Reproduce the material word for word, from its first line through the line containing "positive clicks: (123, 502)", with both of those lines included, and omit the pictures.

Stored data
* * *

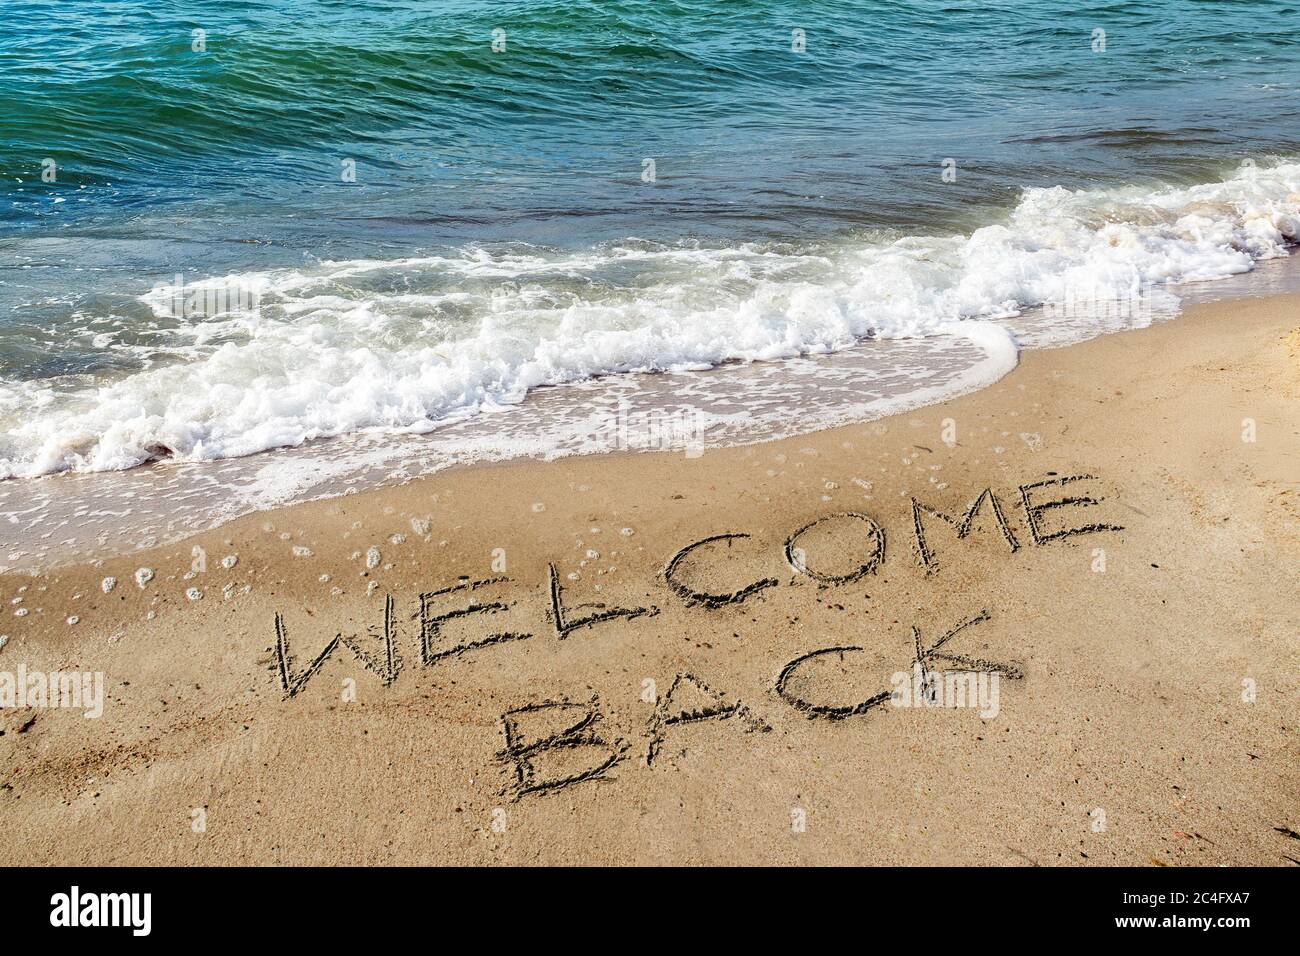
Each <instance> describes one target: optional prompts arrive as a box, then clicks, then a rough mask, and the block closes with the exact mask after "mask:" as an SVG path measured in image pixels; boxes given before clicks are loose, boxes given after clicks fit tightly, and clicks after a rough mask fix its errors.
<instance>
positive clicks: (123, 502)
mask: <svg viewBox="0 0 1300 956" xmlns="http://www.w3.org/2000/svg"><path fill="white" fill-rule="evenodd" d="M1177 289H1178V293H1179V297H1180V298H1182V302H1183V310H1186V308H1191V307H1196V306H1203V304H1206V303H1226V302H1240V300H1248V299H1256V298H1270V297H1273V295H1278V294H1288V293H1292V291H1297V290H1300V256H1297V255H1295V252H1294V251H1292V254H1291V255H1290V256H1286V258H1283V259H1271V260H1260V261H1257V263H1256V268H1255V269H1253V271H1251V272H1248V273H1242V274H1238V276H1231V277H1227V278H1219V280H1210V281H1204V282H1183V284H1178V285H1177ZM1040 313H1041V308H1034V310H1027V311H1026V312H1024V313H1022V315H1021V316H1018V317H1014V319H1009V320H1000V321H997V323H991V321H974V320H972V321H971V323H970V325H971V329H972V330H971V332H970V334H969V336H967V337H966V338H965V342H961V341H959V337H953V338H954V342H953V343H952V345H950V346H949V347H948V349H946V350H943V351H944V352H945V354H946V352H954V354H958V352H961V351H963V350H965V351H967V352H971V355H967V356H966V359H965V360H966V363H967V364H961V363H958V364H957V365H956V367H954V368H953V369H949V377H940V378H937V380H936V382H935V384H931V385H926V386H920V385H914V386H913V388H911V389H910V390H907V392H905V393H901V394H889V393H883V394H881V395H880V397H878V398H875V399H872V401H870V402H866V403H863V401H862V399H861V398H854V399H848V398H845V397H840V398H837V399H832V401H831V402H829V405H827V406H826V407H819V408H818V411H816V412H815V414H816V415H818V421H816V423H815V424H814V425H811V427H807V428H801V429H797V431H794V432H793V433H792V432H790V429H789V427H788V425H777V424H775V423H767V424H766V425H757V427H755V425H746V427H744V428H741V429H740V432H738V433H737V436H732V437H727V436H725V434H723V433H722V432H724V431H725V429H727V428H731V425H729V424H728V423H725V420H724V419H725V418H727V416H725V415H724V416H723V420H715V421H714V423H712V424H711V425H708V424H707V420H708V419H710V416H711V412H710V411H707V410H702V408H699V407H697V406H694V402H698V401H701V397H702V395H707V394H710V392H718V386H716V385H714V382H722V393H727V392H732V393H735V397H733V398H732V399H729V403H731V405H732V406H733V407H735V408H738V410H740V408H745V407H746V406H745V403H744V399H745V397H746V395H750V393H751V392H753V390H754V389H758V390H759V393H761V394H762V389H763V388H764V384H763V382H764V381H766V380H768V378H771V377H772V376H775V377H776V378H779V380H794V378H797V377H798V375H796V373H794V372H793V371H792V369H793V368H794V367H796V365H797V364H798V363H813V364H815V365H816V367H818V368H819V369H822V371H820V373H822V375H824V373H826V372H829V371H832V369H839V375H841V376H848V377H846V378H844V380H841V381H840V382H839V385H837V386H836V388H837V389H839V392H841V393H844V394H845V395H848V394H849V393H852V392H853V386H854V385H858V386H862V388H866V389H870V388H871V385H870V380H867V381H861V382H859V381H857V378H855V377H854V376H859V375H861V372H854V371H853V369H854V367H855V363H857V362H858V360H862V359H868V356H867V355H866V354H865V350H866V349H868V347H871V343H862V345H858V346H855V347H854V349H849V350H845V351H841V352H832V354H827V355H813V356H806V358H803V359H800V360H794V362H792V360H785V362H771V363H766V362H758V363H751V364H741V365H738V367H737V365H723V367H716V368H712V369H707V371H697V372H686V373H676V375H675V373H662V375H645V373H640V375H628V376H614V377H601V378H594V380H589V381H581V382H567V384H563V385H558V386H547V388H542V389H537V390H534V392H533V393H530V394H529V395H528V398H526V399H525V401H524V402H523V403H520V405H517V406H506V407H504V408H503V412H504V419H503V418H502V415H494V414H487V412H484V414H480V415H477V416H473V418H471V419H467V420H464V421H460V423H454V424H450V425H446V427H439V428H438V429H434V431H433V432H432V433H428V434H402V433H386V432H385V433H374V434H369V433H354V434H347V436H337V437H330V438H317V440H312V441H309V442H305V444H303V445H298V446H286V447H279V449H272V450H268V451H260V453H256V454H253V455H246V457H237V458H227V459H213V460H204V462H162V463H156V464H144V466H138V467H135V468H131V470H126V471H108V472H65V473H59V475H48V476H43V477H38V479H10V480H8V481H4V483H0V518H5V519H8V520H6V522H0V527H9V528H10V529H13V531H10V536H5V535H4V533H3V532H0V555H6V557H8V561H6V562H0V574H4V572H8V571H18V572H30V571H34V570H35V571H40V570H45V571H48V570H52V568H55V567H60V566H69V564H75V563H81V562H85V561H94V559H107V558H114V557H123V555H126V554H131V553H135V551H143V550H151V549H153V548H155V546H170V545H177V544H181V542H182V541H185V540H186V538H188V537H191V536H194V535H198V533H203V532H207V531H213V529H217V528H221V527H225V525H226V524H229V523H230V522H233V520H238V519H240V518H246V516H250V515H253V514H260V512H264V511H270V510H276V509H281V507H290V506H294V505H299V503H304V502H311V501H328V499H331V498H338V497H343V496H347V494H352V493H355V492H357V490H370V489H374V488H390V486H395V485H400V484H406V483H408V481H412V480H421V479H425V477H429V476H432V475H439V473H447V472H448V471H454V470H461V468H480V467H490V466H497V464H507V463H512V462H551V460H562V459H564V458H569V457H589V455H611V454H612V455H617V454H627V453H628V451H633V453H636V454H642V453H645V451H650V453H655V451H680V450H684V449H685V447H686V446H688V445H692V446H694V447H695V449H698V447H711V449H716V447H736V446H744V445H763V444H768V442H772V441H781V440H787V438H796V437H798V436H801V434H813V433H816V432H822V431H827V429H832V428H842V427H852V425H854V424H865V423H870V421H876V420H880V419H881V418H888V416H891V415H902V414H907V412H910V411H917V410H920V408H924V407H930V406H932V405H935V403H936V401H935V399H933V398H932V395H931V394H927V393H935V394H945V395H946V398H941V399H939V401H949V399H952V398H957V397H961V395H966V394H971V393H972V392H979V390H980V389H984V388H988V385H989V384H992V382H996V381H997V380H998V378H1000V377H1001V376H1004V375H1005V373H1006V368H1014V363H1017V362H1019V356H1021V355H1022V354H1023V352H1024V351H1031V350H1034V351H1036V350H1053V349H1061V347H1070V346H1073V345H1078V343H1079V341H1073V339H1071V341H1066V342H1050V341H1047V342H1043V341H1039V338H1040V337H1041V333H1043V329H1050V328H1052V323H1050V321H1047V320H1045V319H1044V316H1043V315H1040ZM1182 315H1183V312H1179V313H1178V315H1174V316H1157V317H1156V323H1157V324H1158V323H1165V321H1179V319H1180V317H1182ZM980 325H998V326H1001V328H1004V329H1008V330H1009V332H1010V333H1011V334H1013V336H1014V337H1015V338H1017V339H1022V338H1023V339H1024V341H1018V342H1017V346H1015V356H1014V358H1013V359H1011V363H1013V364H1010V365H1008V363H1006V362H1004V360H1002V359H1000V358H997V356H995V354H993V351H996V349H995V350H993V351H988V350H983V358H979V359H978V360H976V359H974V358H972V356H974V352H978V351H982V350H980V347H979V346H978V345H976V339H978V338H979V336H978V334H976V332H975V330H974V329H975V326H980ZM1132 330H1134V329H1131V328H1126V329H1118V330H1117V329H1097V330H1095V332H1093V333H1092V336H1093V337H1097V336H1110V334H1125V333H1127V332H1132ZM992 332H995V333H997V329H992ZM984 337H985V338H988V337H989V336H988V334H987V333H985V334H984ZM993 338H995V339H996V338H998V336H997V334H995V336H993ZM1049 338H1050V337H1049ZM1082 341H1091V339H1088V338H1084V339H1082ZM900 342H901V343H909V345H910V347H913V349H918V350H922V351H923V350H924V349H926V347H932V346H933V345H935V342H936V339H933V338H926V339H917V341H910V339H901V341H896V342H894V343H893V345H894V346H897V345H898V343H900ZM995 345H996V342H995ZM918 358H919V354H918ZM889 360H891V359H888V358H887V356H876V358H875V359H868V360H867V362H866V365H865V367H866V368H867V369H870V368H871V367H872V365H874V364H875V363H876V362H885V363H888V362H889ZM892 360H893V362H897V360H898V359H897V356H894V358H893V359H892ZM1000 363H1001V365H1002V368H997V369H995V368H993V367H995V365H998V364H1000ZM982 365H983V367H987V368H985V369H984V372H982V373H976V369H979V368H980V367H982ZM676 378H680V380H681V381H682V382H695V385H676V386H671V385H666V380H676ZM971 378H974V380H978V381H976V384H975V385H970V381H967V380H971ZM818 381H820V378H818V380H816V381H813V382H811V388H813V390H811V392H809V393H807V394H806V395H803V398H802V401H801V403H807V405H813V403H815V402H818V401H819V399H818V398H816V392H818ZM832 384H833V378H832V381H827V382H823V385H822V388H826V389H829V388H831V386H832ZM675 388H676V389H681V388H686V389H688V392H694V390H695V389H698V392H695V395H697V397H695V398H694V399H692V405H690V408H692V410H693V414H688V406H679V403H677V401H676V399H675V398H673V390H675ZM789 388H794V386H793V385H790V386H789ZM624 392H627V393H628V394H630V395H634V397H637V401H638V405H637V406H629V407H630V411H627V418H628V419H630V420H632V423H633V427H634V428H633V431H634V432H636V433H637V434H634V442H641V445H646V444H647V442H649V444H650V447H638V446H634V442H633V445H632V446H629V442H628V441H627V438H625V436H624V437H623V440H620V438H619V437H617V436H604V437H598V438H593V440H586V447H577V446H575V447H565V446H564V441H565V440H564V438H563V434H564V433H565V432H564V428H565V427H564V425H563V424H559V425H558V431H556V423H563V421H565V420H567V419H568V418H572V416H573V415H575V414H580V415H581V416H582V418H585V419H586V423H588V424H589V425H590V424H591V423H593V421H594V423H595V425H599V427H602V428H612V427H617V424H619V423H623V424H624V427H625V421H624V415H625V411H624V410H625V406H624V402H625V399H624V398H623V393H624ZM647 395H649V397H647ZM715 398H716V395H715ZM793 399H794V393H793V392H792V393H790V394H788V395H785V397H784V399H783V401H785V402H790V401H793ZM703 401H705V405H706V406H707V405H708V401H707V399H703ZM750 401H751V397H750ZM768 401H770V399H768ZM836 402H839V405H836ZM891 403H892V405H893V406H896V407H894V408H893V410H891V411H888V412H884V414H880V412H879V411H875V410H874V408H872V406H885V407H888V406H889V405H891ZM606 406H608V407H606ZM549 408H550V411H549ZM584 408H585V410H586V411H576V410H584ZM602 410H603V411H602ZM746 418H750V416H749V414H748V412H746ZM507 420H511V421H513V424H512V425H511V427H510V429H508V431H510V434H511V436H513V434H515V433H516V432H520V429H523V432H520V433H521V434H523V433H526V434H530V436H533V437H532V438H530V440H525V445H528V444H529V442H530V444H532V446H534V450H533V451H528V450H526V447H525V446H524V445H520V446H519V447H516V450H515V451H510V450H506V449H503V447H493V446H491V445H490V441H497V442H498V444H499V442H502V441H506V442H507V444H508V442H510V441H517V440H516V438H510V440H504V438H502V437H500V436H499V434H497V432H498V429H499V427H500V425H502V424H503V421H507ZM547 423H550V424H547ZM706 427H711V428H714V434H712V436H708V433H707V431H703V429H705V428H706ZM719 429H722V431H719ZM552 432H554V433H552ZM764 432H767V433H766V434H764ZM603 434H604V433H603V432H602V436H603ZM476 436H477V437H476ZM493 436H495V437H493ZM485 441H487V442H489V444H485ZM593 442H594V444H593ZM474 447H477V449H478V450H477V451H469V450H471V449H474ZM465 455H468V458H465ZM443 458H447V460H442V459H443ZM461 458H464V460H461ZM376 475H378V476H377V477H376ZM104 502H109V505H108V506H105V505H104ZM38 527H43V528H47V529H49V528H52V529H53V532H52V533H38V532H36V528H38ZM65 529H69V532H72V533H73V537H70V538H62V535H64V533H68V532H65ZM52 538H59V544H57V545H56V546H55V551H53V554H51V546H49V545H48V544H42V542H43V541H48V540H52ZM34 562H35V563H34Z"/></svg>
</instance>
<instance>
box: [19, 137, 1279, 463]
mask: <svg viewBox="0 0 1300 956" xmlns="http://www.w3.org/2000/svg"><path fill="white" fill-rule="evenodd" d="M1297 235H1300V164H1294V163H1292V164H1281V165H1277V166H1273V168H1268V169H1264V168H1253V166H1248V168H1243V169H1242V170H1239V172H1238V173H1235V174H1234V176H1231V177H1229V178H1226V179H1222V181H1218V182H1212V183H1204V185H1199V186H1192V187H1161V189H1149V187H1130V189H1105V190H1067V189H1061V187H1053V189H1030V190H1026V191H1024V194H1023V195H1022V198H1021V200H1019V203H1018V206H1017V207H1015V208H1014V209H1013V211H1010V212H1009V213H1008V215H1006V216H1005V217H1004V219H1002V220H1001V221H998V222H996V224H992V225H988V226H985V228H982V229H978V230H975V232H974V233H971V234H969V235H950V237H935V235H902V237H881V235H874V237H862V238H858V239H853V241H841V242H835V243H831V242H819V243H811V245H806V246H800V245H797V243H748V245H736V246H727V247H722V246H707V245H703V243H681V245H675V246H669V245H664V243H656V242H643V241H636V239H629V241H624V242H619V243H608V245H604V246H599V247H594V248H591V250H588V251H585V252H580V254H577V252H565V251H558V250H546V248H538V247H533V246H512V247H503V248H486V247H481V246H476V247H465V248H463V250H459V251H456V252H451V254H446V255H430V256H419V258H406V259H395V260H351V261H325V263H318V264H316V265H312V267H309V268H299V269H273V271H261V272H242V273H237V274H229V276H222V277H211V278H204V280H200V281H185V280H182V281H179V282H173V284H166V285H160V286H157V287H155V289H152V290H148V291H143V293H142V295H140V300H142V302H143V303H144V304H146V306H147V307H148V308H149V310H151V312H152V315H153V316H155V319H156V320H157V329H156V336H155V338H159V337H160V338H162V339H165V341H162V342H161V343H159V342H157V341H155V342H151V345H149V346H148V356H147V360H143V362H142V363H140V367H139V368H138V369H135V371H131V372H129V373H125V375H123V373H116V375H114V373H104V375H79V376H73V375H69V376H59V377H49V378H40V380H9V381H3V382H0V476H3V477H30V476H38V475H47V473H52V472H60V471H69V470H72V471H107V470H122V468H130V467H134V466H136V464H140V463H143V462H148V460H155V459H159V458H170V459H177V460H207V459H218V458H231V457H239V455H247V454H252V453H256V451H261V450H266V449H272V447H277V446H292V445H299V444H303V442H305V441H309V440H313V438H321V437H331V436H341V434H346V433H352V432H360V431H369V429H381V431H390V432H404V433H412V432H428V431H432V429H434V428H437V427H439V425H441V424H446V423H450V421H455V420H461V419H465V418H468V416H472V415H476V414H480V412H485V411H491V410H493V408H498V407H500V406H506V405H512V403H517V402H520V401H523V399H524V397H525V395H526V394H528V393H529V392H530V390H533V389H536V388H539V386H545V385H562V384H565V382H575V381H581V380H588V378H591V377H594V376H606V375H619V373H632V372H656V371H681V369H703V368H710V367H714V365H718V364H720V363H728V362H755V360H779V359H789V358H794V356H800V355H810V354H819V352H833V351H840V350H844V349H849V347H852V346H854V345H857V343H859V342H862V341H863V339H866V338H875V339H891V338H917V337H930V336H943V334H953V333H954V332H956V333H958V334H962V333H963V329H966V330H969V332H970V336H967V337H969V338H972V339H974V341H976V342H978V343H979V345H980V346H982V347H983V349H984V350H985V352H987V354H988V355H989V356H991V359H992V360H991V362H989V363H988V365H989V367H992V368H998V369H1000V371H998V375H1001V373H1004V372H1005V371H1006V368H1009V367H1010V365H1009V364H1008V362H1006V356H1008V352H1010V355H1011V362H1013V363H1014V350H1015V346H1014V343H1013V341H1011V338H1010V336H1001V337H998V336H997V334H992V333H991V332H989V329H991V328H992V326H991V324H989V323H988V321H980V323H978V324H976V323H972V321H970V320H998V319H1006V317H1010V316H1015V315H1018V313H1021V312H1022V311H1023V310H1026V308H1027V307H1032V306H1039V304H1044V303H1048V304H1052V303H1058V304H1060V303H1070V308H1069V310H1058V312H1057V313H1054V320H1056V321H1057V324H1058V325H1060V326H1061V328H1062V329H1065V330H1067V332H1069V333H1070V334H1071V336H1074V337H1078V336H1080V334H1088V333H1089V330H1091V332H1093V333H1096V332H1100V330H1105V329H1106V328H1108V325H1106V323H1105V321H1104V320H1102V319H1101V317H1099V316H1097V315H1096V313H1095V311H1089V310H1091V306H1082V304H1080V303H1084V302H1087V303H1092V304H1096V303H1106V302H1115V300H1123V299H1125V297H1131V295H1134V294H1135V291H1136V293H1138V294H1141V295H1149V294H1156V295H1162V297H1170V295H1171V293H1170V291H1169V290H1167V285H1169V284H1170V282H1183V281H1197V280H1209V278H1219V277H1225V276H1231V274H1236V273H1243V272H1248V271H1251V269H1252V268H1253V264H1255V263H1256V261H1257V260H1261V259H1268V258H1274V256H1282V255H1286V254H1287V250H1288V246H1290V245H1291V243H1294V242H1295V241H1296V238H1297ZM1153 290H1154V291H1153ZM1104 311H1105V310H1102V312H1104ZM1049 315H1052V313H1050V312H1049ZM95 334H96V338H95V345H96V347H99V349H103V350H105V351H114V350H125V351H130V350H131V349H140V347H142V346H138V345H131V343H130V342H131V338H130V336H127V334H126V332H123V330H120V329H118V330H104V329H101V328H96V333H95Z"/></svg>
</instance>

* * *

RESPONSE AREA =>
Each <instance> describes one target: optional prompts arrive as a box, then clicks, then a rough mask, and the block closes with the exact mask after "mask:" as an SVG path measured in image pixels; boxes given before clicks are loose, boxes given after clicks fit tightly, and clicks after a rough mask fix its errors.
<instance>
positive clicks: (123, 502)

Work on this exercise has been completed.